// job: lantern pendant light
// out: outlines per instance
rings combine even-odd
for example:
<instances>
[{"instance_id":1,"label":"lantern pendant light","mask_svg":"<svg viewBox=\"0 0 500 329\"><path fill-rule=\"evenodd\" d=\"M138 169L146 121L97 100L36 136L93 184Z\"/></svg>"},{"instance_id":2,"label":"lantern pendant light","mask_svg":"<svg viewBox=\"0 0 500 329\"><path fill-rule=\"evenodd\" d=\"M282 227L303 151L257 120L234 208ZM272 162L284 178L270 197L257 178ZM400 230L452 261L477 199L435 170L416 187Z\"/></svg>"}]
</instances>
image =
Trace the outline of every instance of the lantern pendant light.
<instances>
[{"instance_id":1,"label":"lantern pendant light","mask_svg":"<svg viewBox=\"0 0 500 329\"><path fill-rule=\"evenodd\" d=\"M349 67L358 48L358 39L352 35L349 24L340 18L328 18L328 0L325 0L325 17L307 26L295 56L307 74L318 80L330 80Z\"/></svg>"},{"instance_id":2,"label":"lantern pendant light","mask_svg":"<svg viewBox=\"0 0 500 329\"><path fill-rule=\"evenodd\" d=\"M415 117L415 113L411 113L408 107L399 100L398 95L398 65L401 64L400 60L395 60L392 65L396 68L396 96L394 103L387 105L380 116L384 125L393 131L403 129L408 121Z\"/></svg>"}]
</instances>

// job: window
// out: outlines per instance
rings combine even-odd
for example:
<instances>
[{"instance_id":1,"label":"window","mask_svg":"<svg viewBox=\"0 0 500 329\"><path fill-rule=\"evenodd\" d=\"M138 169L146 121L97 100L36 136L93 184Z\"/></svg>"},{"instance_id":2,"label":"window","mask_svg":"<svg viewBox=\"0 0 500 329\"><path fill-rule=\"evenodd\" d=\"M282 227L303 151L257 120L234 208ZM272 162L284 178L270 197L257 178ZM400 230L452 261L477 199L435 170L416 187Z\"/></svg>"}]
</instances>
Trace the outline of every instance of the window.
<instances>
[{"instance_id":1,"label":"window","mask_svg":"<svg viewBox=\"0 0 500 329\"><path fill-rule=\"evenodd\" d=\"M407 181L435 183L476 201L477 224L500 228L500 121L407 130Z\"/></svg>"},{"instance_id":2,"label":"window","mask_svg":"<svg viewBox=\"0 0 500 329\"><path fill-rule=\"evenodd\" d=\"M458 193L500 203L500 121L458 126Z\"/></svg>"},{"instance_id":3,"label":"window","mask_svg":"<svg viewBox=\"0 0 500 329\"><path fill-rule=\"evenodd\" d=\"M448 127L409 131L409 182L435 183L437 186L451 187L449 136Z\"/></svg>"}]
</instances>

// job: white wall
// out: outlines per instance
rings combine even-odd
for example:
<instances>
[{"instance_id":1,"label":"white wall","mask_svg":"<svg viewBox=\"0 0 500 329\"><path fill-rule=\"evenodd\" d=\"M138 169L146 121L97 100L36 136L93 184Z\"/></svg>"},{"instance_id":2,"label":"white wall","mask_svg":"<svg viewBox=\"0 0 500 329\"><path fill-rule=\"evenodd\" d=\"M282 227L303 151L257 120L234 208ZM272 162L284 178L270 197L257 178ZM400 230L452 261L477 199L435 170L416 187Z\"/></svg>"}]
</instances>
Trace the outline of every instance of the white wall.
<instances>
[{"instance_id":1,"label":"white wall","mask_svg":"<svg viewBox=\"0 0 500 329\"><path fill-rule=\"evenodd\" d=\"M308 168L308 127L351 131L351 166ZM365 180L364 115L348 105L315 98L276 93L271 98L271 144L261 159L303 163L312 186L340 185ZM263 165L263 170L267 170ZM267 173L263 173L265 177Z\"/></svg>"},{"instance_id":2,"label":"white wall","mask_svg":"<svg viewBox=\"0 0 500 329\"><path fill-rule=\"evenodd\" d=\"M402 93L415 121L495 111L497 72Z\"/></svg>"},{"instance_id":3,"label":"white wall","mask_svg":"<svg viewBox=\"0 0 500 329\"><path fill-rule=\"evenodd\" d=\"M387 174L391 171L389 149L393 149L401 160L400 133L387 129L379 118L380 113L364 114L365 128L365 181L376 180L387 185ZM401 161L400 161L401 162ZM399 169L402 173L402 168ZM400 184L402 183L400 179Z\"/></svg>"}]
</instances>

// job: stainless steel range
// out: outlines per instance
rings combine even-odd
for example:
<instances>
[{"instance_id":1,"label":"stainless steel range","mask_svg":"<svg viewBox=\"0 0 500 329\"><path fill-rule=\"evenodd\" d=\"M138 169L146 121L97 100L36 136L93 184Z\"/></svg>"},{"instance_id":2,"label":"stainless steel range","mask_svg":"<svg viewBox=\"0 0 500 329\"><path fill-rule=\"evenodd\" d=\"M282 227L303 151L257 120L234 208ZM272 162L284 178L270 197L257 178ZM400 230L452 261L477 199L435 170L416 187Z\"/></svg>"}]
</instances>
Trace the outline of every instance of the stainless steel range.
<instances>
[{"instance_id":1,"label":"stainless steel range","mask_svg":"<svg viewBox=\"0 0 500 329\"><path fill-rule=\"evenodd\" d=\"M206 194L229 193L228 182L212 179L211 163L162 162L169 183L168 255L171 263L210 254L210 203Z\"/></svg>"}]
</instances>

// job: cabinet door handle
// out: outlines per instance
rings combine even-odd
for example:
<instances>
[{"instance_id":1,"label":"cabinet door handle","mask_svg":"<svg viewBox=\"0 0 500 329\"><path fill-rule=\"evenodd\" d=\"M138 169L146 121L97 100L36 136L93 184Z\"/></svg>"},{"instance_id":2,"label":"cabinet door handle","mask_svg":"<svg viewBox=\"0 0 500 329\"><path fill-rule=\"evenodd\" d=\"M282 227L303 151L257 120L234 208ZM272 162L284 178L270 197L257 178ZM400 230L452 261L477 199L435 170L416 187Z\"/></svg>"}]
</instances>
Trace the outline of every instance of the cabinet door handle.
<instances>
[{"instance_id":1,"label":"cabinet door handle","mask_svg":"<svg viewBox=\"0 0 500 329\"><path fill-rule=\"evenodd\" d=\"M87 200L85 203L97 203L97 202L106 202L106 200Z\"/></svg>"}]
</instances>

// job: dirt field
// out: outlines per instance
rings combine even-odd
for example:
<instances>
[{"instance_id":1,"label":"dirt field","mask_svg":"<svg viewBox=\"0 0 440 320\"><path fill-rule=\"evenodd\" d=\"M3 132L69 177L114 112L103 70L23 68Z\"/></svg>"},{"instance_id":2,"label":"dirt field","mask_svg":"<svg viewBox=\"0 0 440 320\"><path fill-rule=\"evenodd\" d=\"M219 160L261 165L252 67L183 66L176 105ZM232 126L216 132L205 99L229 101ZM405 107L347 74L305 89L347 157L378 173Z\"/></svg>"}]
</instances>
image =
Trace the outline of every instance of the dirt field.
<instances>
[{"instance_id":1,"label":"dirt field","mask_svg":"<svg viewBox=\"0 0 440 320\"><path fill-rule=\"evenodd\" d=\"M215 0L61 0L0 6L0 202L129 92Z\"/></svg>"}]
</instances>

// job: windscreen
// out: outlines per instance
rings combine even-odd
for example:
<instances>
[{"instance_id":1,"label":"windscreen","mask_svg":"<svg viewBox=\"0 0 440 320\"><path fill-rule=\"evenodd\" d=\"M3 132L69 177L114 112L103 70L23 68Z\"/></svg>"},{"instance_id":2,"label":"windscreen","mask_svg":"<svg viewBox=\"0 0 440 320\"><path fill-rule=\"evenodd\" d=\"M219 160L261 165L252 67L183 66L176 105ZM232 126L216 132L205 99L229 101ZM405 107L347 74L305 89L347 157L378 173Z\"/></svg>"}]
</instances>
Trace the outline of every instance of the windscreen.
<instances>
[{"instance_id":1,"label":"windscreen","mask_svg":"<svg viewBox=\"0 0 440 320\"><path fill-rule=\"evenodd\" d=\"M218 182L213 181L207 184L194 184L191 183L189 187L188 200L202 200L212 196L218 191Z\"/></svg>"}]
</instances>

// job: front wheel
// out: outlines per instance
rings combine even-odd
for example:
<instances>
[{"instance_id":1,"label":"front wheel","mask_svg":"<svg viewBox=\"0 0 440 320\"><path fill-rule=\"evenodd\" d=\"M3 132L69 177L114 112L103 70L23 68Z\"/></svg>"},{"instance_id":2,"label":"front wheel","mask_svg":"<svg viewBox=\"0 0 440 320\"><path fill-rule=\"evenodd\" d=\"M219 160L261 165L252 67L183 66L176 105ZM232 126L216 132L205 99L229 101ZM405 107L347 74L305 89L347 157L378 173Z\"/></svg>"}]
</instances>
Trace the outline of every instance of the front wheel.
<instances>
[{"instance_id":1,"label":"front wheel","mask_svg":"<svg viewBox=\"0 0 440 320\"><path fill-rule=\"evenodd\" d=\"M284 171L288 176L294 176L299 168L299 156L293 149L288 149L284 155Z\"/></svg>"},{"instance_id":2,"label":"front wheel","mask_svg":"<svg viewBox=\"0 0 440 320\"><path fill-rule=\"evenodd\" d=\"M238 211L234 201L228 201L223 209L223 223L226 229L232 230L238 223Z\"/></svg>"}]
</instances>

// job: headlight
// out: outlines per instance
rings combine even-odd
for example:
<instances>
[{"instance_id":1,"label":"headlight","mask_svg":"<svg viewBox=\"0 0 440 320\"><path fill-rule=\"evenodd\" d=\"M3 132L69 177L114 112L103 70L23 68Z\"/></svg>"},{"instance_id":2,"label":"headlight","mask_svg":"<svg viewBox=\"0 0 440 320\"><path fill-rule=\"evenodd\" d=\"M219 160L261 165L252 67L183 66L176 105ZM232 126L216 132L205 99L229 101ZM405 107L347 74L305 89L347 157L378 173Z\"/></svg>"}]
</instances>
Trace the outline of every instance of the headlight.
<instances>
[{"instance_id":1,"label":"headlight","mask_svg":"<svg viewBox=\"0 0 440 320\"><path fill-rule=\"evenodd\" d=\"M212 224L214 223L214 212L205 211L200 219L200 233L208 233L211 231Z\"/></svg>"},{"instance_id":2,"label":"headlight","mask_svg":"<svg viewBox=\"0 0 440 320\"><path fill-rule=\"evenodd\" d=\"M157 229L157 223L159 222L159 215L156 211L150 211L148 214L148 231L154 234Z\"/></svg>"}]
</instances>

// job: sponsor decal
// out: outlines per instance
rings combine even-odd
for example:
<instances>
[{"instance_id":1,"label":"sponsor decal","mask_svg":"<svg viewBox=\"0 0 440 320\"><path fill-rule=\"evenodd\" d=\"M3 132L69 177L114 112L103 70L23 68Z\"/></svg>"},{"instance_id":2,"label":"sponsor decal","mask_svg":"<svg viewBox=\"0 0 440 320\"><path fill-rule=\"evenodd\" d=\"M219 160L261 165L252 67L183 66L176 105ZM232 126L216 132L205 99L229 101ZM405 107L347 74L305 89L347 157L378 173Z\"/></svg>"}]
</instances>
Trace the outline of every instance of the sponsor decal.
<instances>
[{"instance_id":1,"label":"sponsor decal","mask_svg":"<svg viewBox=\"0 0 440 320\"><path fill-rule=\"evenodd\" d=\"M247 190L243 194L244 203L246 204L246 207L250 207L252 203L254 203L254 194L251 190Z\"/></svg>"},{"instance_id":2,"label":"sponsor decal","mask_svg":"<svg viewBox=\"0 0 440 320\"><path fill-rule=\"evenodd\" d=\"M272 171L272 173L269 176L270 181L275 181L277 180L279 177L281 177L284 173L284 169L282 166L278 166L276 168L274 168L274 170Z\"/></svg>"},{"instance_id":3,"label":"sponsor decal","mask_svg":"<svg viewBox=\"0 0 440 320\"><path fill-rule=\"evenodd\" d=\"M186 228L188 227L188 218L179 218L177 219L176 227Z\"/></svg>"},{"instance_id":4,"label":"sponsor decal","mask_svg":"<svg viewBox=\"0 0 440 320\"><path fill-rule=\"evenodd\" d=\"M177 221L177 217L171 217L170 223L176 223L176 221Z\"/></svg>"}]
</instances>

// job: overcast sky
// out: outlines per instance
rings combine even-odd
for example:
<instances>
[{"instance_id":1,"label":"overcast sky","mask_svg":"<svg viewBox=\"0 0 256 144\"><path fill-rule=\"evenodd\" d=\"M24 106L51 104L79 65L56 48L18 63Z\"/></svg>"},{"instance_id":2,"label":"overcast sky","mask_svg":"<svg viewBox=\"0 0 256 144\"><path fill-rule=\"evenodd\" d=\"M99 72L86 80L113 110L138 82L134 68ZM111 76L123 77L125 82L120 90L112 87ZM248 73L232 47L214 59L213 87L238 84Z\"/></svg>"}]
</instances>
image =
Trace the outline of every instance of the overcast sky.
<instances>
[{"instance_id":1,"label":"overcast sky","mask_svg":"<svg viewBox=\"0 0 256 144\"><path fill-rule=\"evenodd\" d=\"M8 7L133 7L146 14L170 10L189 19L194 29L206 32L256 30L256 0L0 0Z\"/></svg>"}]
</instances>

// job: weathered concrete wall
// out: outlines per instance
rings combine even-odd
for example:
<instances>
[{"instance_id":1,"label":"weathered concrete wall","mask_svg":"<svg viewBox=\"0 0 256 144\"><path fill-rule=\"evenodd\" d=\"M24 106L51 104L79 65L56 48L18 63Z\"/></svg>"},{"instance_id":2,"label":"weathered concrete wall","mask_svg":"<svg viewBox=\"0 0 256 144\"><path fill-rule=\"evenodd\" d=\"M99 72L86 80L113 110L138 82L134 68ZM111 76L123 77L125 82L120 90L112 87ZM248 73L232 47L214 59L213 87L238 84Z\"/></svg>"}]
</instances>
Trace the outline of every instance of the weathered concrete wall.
-.-.-
-- Given task --
How many lines in the items above contain the word "wheel"? Reply with the number alone.

-- Written answer --
4